[[ DATASET RECORDS, beginning ]]

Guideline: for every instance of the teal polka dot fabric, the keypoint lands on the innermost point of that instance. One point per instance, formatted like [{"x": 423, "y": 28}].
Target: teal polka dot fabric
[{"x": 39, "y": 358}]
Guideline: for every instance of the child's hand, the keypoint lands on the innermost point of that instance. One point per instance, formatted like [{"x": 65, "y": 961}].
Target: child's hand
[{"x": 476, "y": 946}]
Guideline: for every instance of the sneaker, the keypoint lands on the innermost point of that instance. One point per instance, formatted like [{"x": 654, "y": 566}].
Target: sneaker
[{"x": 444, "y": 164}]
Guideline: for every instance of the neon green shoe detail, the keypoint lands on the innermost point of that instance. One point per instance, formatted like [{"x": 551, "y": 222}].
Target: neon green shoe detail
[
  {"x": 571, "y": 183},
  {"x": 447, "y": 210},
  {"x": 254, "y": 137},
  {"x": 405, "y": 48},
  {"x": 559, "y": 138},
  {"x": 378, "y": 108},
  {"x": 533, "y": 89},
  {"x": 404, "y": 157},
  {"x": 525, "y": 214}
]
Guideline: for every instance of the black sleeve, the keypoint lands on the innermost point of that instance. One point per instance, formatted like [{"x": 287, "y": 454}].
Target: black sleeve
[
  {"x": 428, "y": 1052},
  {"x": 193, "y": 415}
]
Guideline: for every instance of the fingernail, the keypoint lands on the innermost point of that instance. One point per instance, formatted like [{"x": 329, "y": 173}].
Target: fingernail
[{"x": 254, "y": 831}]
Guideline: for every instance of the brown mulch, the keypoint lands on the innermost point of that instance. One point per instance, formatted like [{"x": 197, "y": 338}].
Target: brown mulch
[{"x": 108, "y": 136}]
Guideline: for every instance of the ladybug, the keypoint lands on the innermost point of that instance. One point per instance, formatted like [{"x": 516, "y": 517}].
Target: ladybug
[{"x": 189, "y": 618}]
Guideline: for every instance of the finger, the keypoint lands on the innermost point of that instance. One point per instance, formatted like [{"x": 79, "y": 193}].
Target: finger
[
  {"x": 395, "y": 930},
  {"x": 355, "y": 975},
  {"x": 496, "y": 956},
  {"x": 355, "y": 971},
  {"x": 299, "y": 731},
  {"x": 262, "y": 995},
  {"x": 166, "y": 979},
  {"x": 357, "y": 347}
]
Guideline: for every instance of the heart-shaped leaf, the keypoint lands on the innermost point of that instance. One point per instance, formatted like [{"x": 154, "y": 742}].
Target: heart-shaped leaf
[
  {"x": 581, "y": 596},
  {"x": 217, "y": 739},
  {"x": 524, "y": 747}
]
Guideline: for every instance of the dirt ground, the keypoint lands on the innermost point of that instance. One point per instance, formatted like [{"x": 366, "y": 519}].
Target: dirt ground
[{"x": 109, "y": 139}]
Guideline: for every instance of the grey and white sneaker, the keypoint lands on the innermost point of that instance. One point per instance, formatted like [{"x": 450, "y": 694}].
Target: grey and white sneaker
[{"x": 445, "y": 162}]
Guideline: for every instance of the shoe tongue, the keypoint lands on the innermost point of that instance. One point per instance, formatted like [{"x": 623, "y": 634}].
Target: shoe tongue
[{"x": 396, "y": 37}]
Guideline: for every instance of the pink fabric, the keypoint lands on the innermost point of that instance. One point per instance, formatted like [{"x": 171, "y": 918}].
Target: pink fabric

[[ DATASET RECORDS, end ]]

• [PROBLEM STATEMENT]:
A faithful copy of all the records is required.

• [RESPONSE]:
Guideline: for every instance of the teal polka dot fabric, the keypoint lands on the innermost point of that instance. One point per instance, formatted like [{"x": 423, "y": 28}].
Target: teal polka dot fabric
[{"x": 39, "y": 358}]
Guideline: for every instance of the child's hand, the keypoint lands on the innermost point of that instance. One point per instance, formatted like [{"x": 65, "y": 961}].
Target: child's hand
[{"x": 476, "y": 946}]
Guideline: for every instance of the sneaker, the keypoint lands on the innermost point of that instance. One point per instance, formatted like [{"x": 654, "y": 566}].
Target: sneaker
[{"x": 444, "y": 164}]
Guideline: for every instance of the neon green shoe detail, the keypoint lands on the innermost point of that instance. One point per instance, formatted like [{"x": 551, "y": 222}].
Target: neon green shoe detail
[
  {"x": 571, "y": 183},
  {"x": 447, "y": 210},
  {"x": 254, "y": 137},
  {"x": 405, "y": 48},
  {"x": 559, "y": 138},
  {"x": 378, "y": 108},
  {"x": 533, "y": 89},
  {"x": 404, "y": 157},
  {"x": 525, "y": 214}
]
Guideline: for every instance of the black sleeve, the keypoint lands on the innermost point of that instance. One point per instance, formatted like [{"x": 287, "y": 454}].
Target: black sleeve
[
  {"x": 428, "y": 1052},
  {"x": 193, "y": 415}
]
Guideline: for every instance of the fingernail, the keypoint lands on the innermost point of that instance. One point per instance, formatted like [{"x": 329, "y": 173}].
Target: fingernail
[{"x": 254, "y": 831}]
Guideline: for every instance of the brown mulch, the keypoint lands on the innermost point of that instance. One point per instance, formatted like [{"x": 197, "y": 338}].
Target: brown mulch
[{"x": 108, "y": 136}]
Guideline: for every instance of the ladybug, the keypoint lands on the innermost point of that instance. One point per instance, formatted like [{"x": 516, "y": 517}].
Target: ladybug
[{"x": 189, "y": 618}]
Guideline: for every instance of the finger, the keypoint lands on the innermost point of that instance. One point per instance, formatted like [{"x": 79, "y": 193}].
Target: finger
[
  {"x": 395, "y": 930},
  {"x": 355, "y": 975},
  {"x": 496, "y": 956},
  {"x": 355, "y": 971},
  {"x": 299, "y": 731},
  {"x": 262, "y": 995},
  {"x": 166, "y": 979},
  {"x": 357, "y": 347}
]
Guideline: for every instance of the heart-shaped leaf, the keypoint lands on the innermost point of that instance. One point per instance, formatted like [{"x": 154, "y": 742}].
Target: heart-shaped leaf
[
  {"x": 581, "y": 596},
  {"x": 217, "y": 739},
  {"x": 524, "y": 747}
]
Guideline: for every instance of the dirt ground, the keypoint lands on the innermost point of that instance. One point per instance, formatted like [{"x": 366, "y": 519}].
Target: dirt ground
[{"x": 109, "y": 139}]
Guideline: for every instance of the grey and white sneaker, the keypoint lands on the innermost point of that instance. One point per instance, formatted like [{"x": 450, "y": 694}].
Target: grey and white sneaker
[{"x": 445, "y": 162}]
Guideline: for every instance of the shoe tongue, the keypoint lands on the innermost point of that instance. One point per instance, formatted like [{"x": 623, "y": 634}].
Target: shoe tongue
[{"x": 396, "y": 37}]
Guideline: for every instance of the pink fabric, the keypoint lands on the innermost point of that instance. One point per instance, formatted like [{"x": 171, "y": 918}].
Target: pink fabric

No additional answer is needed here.